REQUIREMENT A
List the topics the text on capital flows says it will deal with in turn.
REQUIREMENT B
Continue the text on capital flows from where it stops.

DOCUMENT TEXT
::::
I will in turn deal with the following topics:
- the orderly liberalisation of capital movements
- reserve and debt management
- transparency and multilateral surveillance
- the choice of the exchange rate regime
1.1 Orderly liberalisation of capital movements
The liberalisation of capital movements benefits both individual countries and the world economy: it enhances long-term growth potential and improves savings/investments allocation. However, the following principles need to be carefully taken into account in order to minimise risks:
- First of all, the restructuring of domestic financial systems and the strengthening of domestic regulatory and supervisory frameworks are pre-conditions of utmost importance: everyone knows the core role of domestic financial systems in the intermediation of capital flows and in the building up and propagation of crises. As a consequence, emerging economies should bring their domestic financial systems in line with regulatory and supervisory minimum requirements prevailing in mature economies. In that respect, the international community plays an important role by developing and/or certifying internationally agreed standards and monitoring their implementation :
among these standards, one should quote the Core Principles for Effective Banking Supervision developed under the aegis of the Basel Committee on Banking Supervision; they define the basic conditions for a supervisory system to be effective;
the Financial Sector Assessment Programs (FSAP) developed by the IMF are a core instrument for identifying financial systems' vulnerabilities, especially in emerging countries, and providing for a better coverage and analysis of member countries' financial systems.
- Secondly, the liberalisation process should be carefully sequenced, starting from the more stable capital flows (e.g. FDI) ; this is an issue of key importance as illustrated in recent crises by disruptive capital outflows generated by external debts highly concentrated on short-term maturities
1.2 Improved reserve and debt management
To mitigate the volatility of capital flows and especially short term flows and reap the benefits of capital account liberalisation, one should adopt a risk management strategy that involves a system for monitoring and assessing the risks and liquidity of the economy as a whole, including at a sectoral level.
Irrespective to the exchange rate regime and maturity profile of the public sector liabilities, debtor countries may have to maintain a relatively high level of external reserves as a buffer against external shocks, for instance by ensuring that external reserves exceed the sovereign external debt falling due in the coming year (the "Guidotti rule").
The international community may assist in developing best practices related to reserve and debt management : let me quote for example the more stringent publishing obligations on net foreign exchange reserves adopted within the context of the IMF Special Data Dissemination Standard (SDDS) or the IMF and the World Bank initiative to promote good practices in reserve and sovereign liability management.
As recommended by the FSF Working Group on Capital Flows, an improved risk management by the banking sector is desirable, particularly as regards banks in emerging markets receiving flows and international banks extending cross-border credit, with the help of revised Guidelines from the Basel Committee on managing liquidity risk.
Greater risk management by non-bank financial and non-financial institutions to ensure prudent behaviour is also recommended , including actions by national authorities to promote good corporate governance.
To implement a strategy assessing the liquidity risk and foreign exposure of the economy as a whole requires adequate balance sheet information from both the public and the private financial and corporate sectors.
1.3. Transparency and enhanced surveillance
Ensuring more stable capital flows to emerging markets hinges on efficient international capital markets ; it depends on the availability of reliable and timely information both on debtor countries and market participants. Initiatives launched by the international community to enhance transparency in assessing economic and market developments have to be supported. The public sector as well as International Financial Institutions have to lead by example in this area. However, there is also a need to pursue parallel efforts to enhance transparency of private sector market participants.
::::
Extracted records
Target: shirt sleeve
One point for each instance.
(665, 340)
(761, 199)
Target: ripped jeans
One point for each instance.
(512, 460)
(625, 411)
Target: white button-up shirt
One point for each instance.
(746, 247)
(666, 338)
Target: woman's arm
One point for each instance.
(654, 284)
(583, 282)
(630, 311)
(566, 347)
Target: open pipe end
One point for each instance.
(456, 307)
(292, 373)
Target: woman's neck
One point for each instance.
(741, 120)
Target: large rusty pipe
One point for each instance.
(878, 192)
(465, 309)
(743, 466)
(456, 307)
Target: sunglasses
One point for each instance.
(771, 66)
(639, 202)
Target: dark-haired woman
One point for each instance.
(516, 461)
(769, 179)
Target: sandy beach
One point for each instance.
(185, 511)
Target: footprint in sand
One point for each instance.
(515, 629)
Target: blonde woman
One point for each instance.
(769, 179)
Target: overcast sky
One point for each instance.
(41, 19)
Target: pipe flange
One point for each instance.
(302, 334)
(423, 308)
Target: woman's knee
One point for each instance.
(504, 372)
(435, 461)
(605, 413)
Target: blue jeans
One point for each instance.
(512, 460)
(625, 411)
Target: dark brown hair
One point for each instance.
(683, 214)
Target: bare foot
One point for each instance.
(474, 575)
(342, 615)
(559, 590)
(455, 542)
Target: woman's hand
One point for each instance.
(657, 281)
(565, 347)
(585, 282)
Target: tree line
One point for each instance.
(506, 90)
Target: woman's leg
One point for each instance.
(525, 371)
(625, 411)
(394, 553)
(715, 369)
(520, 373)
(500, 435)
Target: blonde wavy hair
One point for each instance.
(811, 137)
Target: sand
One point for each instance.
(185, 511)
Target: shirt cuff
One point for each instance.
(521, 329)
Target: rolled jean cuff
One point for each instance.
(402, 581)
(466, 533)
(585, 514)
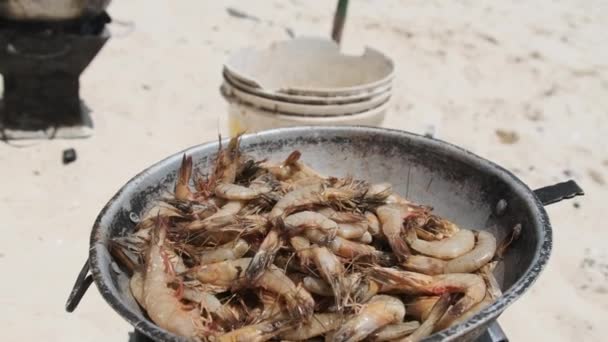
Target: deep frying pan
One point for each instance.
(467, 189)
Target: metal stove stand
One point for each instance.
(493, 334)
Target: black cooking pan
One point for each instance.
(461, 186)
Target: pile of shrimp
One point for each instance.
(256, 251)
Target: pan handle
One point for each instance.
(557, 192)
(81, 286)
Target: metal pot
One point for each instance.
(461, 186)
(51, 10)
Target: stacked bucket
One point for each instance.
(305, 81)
::::
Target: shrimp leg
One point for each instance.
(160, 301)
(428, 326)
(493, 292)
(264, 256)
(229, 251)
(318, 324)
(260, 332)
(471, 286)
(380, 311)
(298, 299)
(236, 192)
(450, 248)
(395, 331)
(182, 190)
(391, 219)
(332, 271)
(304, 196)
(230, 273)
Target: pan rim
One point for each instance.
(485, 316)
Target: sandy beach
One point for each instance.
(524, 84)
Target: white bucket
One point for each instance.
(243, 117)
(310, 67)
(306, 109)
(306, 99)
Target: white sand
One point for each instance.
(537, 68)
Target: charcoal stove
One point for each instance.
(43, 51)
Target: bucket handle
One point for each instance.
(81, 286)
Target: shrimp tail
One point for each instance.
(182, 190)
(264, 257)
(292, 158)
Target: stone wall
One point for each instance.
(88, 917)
::::
EXPECTED ANSWER A
- the orderly liberalisation of capital movements
- reserve and debt management
- transparency and multilateral surveillance
- the choice of the exchange rate regime

EXPECTED ANSWER B
- As regards the public sector, many efforts have been achieved: I could mention the design by the IMF of Codes of good practices on transparency in the field of fiscal policy or monetary and financial policies, the promotion by the IMF of statistical standards (the so-called SDDS), e.g. demanding practices of disclosure of exchange reserves.
- International Financial Institutions have also continued to progress toward greater transparency. More specifically, as far as the IMF is concerned, greater transparency in its assessments of members' policies should improve the effectiveness of its surveillance and Fund supported programs and enhance public dialogue on members' policies. Several initiatives have been launched among which: the participation of 60 countries on a voluntary basis in the pilot experience for the release of IMF article IV reports; the Fund has decided a widespread release of documents such as Public Information Notices following article IV consultations, letters of intent and other papers underpinning Fund financial programs.
- As far as the private sector is concerned, progress may take the form of improved disclosure, more demanding statistical reporting or extended requirements for non-transparent segments of the financial markets, paying due regard to cost/benefit considerations.
Efforts to improve transparency have undoubtedly a bearing on the way surveillance is implemented, an issue of crucial importance in the aftermath of recent financial crises and in the context of rapid changes in the global financial system. The focus of surveillance must be defined in terms of the IMF's responsibility for the promotion of external sustainability: it encompasses first issues relating to the sustainability of a country's balance of payments, its overall macroeconomic developments and policies and issues that bear on vulnerability to crises. Important progress is being made to strengthen surveillance in key areas, including financial sector issues, external debt and capital account developments; a sharper focus is also devoted to exchange rate policies.
1.4. Choice of the right exchange rate regime
The sustainability of any exchange rate regime depends on its consistency with a country's domestic macroeconomic and structural policy framework. In other words, no single exchange rate regime is appropriate for all countries in all circumstances. The choice of an exchange rate regime should be guided on the following principles:
- Corner solutions , as currency boards or "pure" floating exchange rates, are not the only available options. As regards free floating rates, they may help to accommodate volatile capital flows and asymmetric shocks; however, they might not prevent misalignments leading to balance of payments desequilibrium , they might prove disruptive for the real sector of small open economies, which often lack the size for developing the necessary market infrastructure to cope with exchange rate instability. As regards currency boards, they can be warranted only under specific circumstances (e.g. the soundness of the financial system).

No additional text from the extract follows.